## Why should virtual evidence sum to 1?

The front end.
sverrevr
Posts: 12
Joined: Mon Aug 24, 2020 7:37 am

### Why should virtual evidence sum to 1?

Why should virtual evidence sum to 1? Have I understood correctly that when inserting virtual evidence you give the probability of observing a particular evidence E for all of the nodes states? P(E|node="state0"), P(E|node="state1"), P(E|node="state2"), and so on.
If this is correct then the probabilities do not need to sum to 1, right? Multiple states could have a 100% probability of giving this evidence.
If this is not correct, then what is the definition of virtual evidence? If it is P(node="state0"|E), then I don't see how the prior of the node can affect the distribution.
According to the documentation virtual evidence is implemented by making a virtual node and populating its CPT. When I try to mimic this behaviour I get the same behavior if I make a new node, called node_evidence that has a state "E" and "not E", and specify P(node_evidence="E"|node="state0"), P(node_evidence="E"|node="state1") and so on. These don't have to sum to 1, only P(node_evidence="E"|node="state0") and P(node_evidence="not E"|node="state0") must sum to 1.
───
JOB 1 →
Tally the lines of the records that contain the string "forest", treating case as significant, and give only that number.
───
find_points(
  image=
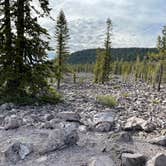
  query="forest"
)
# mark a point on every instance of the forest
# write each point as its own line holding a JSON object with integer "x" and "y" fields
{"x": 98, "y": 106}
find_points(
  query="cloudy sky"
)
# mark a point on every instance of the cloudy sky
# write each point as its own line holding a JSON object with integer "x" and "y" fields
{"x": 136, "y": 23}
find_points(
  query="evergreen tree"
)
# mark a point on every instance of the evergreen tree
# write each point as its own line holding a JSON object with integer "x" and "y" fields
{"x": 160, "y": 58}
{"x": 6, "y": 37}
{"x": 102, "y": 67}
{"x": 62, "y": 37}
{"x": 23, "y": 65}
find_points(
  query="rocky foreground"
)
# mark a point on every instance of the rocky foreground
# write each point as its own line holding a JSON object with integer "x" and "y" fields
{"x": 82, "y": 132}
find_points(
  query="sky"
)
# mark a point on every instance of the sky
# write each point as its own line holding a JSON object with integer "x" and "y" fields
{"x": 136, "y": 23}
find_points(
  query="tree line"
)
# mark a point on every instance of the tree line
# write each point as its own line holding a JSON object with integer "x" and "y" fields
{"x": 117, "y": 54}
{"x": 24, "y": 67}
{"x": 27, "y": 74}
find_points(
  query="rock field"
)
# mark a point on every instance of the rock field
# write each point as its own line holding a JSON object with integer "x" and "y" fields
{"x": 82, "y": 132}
───
JOB 2 →
Resume the forum post on virtual evidence after its last sentence.

FINAL ANSWER 1 →
2

FINAL ANSWER 2 →
I would be very grateful for an explanation if I have misunderstood how virtual evidence works 😊

Ps: This sentence of the virtual evidence documentation was very difficult to understand (HTML version): A typical modeling practice in such cases is that we model such variables but next to them variables that are observable and can provide us with information about the unobservables.

marek [BayesFusion]
Posts: 338
Joined: Tue Dec 11, 2007 4:24 pm

### Re: Why should virtual evidence sum to 1?

Hi sverrevr,

It's been a while since I looked at the issue -- we implemented virtual evidence in GeNIe and SMILE quite possibly 20 years ago :-). The best source of information will be articles that contain the precise definition and formulas. Here are a couple that you may try:

https://www.researchgate.net/publicatio ... le_Example

https://vannevar.ece.uw.edu/techsite/pa ... 4-0016.pdf

The issue of normalization (i.e., whether it is necessary or not) may be stemming from Pearl, who first defined virtual evidence (I'm not sure if he used the name :-)). I believe that he defined it in terms of lambda messages reaching a node. Lambda messages do not need to be normalized, I believe. Our implementation is very simple and straightforward -- we implement virtual evidence by creating a (invisible to the user) child node that gets real evidence and make sure that the support coming from it is precisely what the user has defined in terms of virtual evidence. Even if it is not necessary to normalize the support, it it very handy and conceptually clear -- you distribute the total pie of evidential support over the states of the node. Unnormalized values, if we opted for that, would have to be normalized at some point anyway. Please also note that SMILE can use any of a set of inference algorithms. Normalized support makes it easy on them.

I hope this helps. I'm sorry for not being very, very specific.
Cheers,

Marek

sverrevr
Posts: 12
Joined: Mon Aug 24, 2020 7:37 am

### Re: Why should virtual evidence sum to 1?

Thanks for the reply Marek :)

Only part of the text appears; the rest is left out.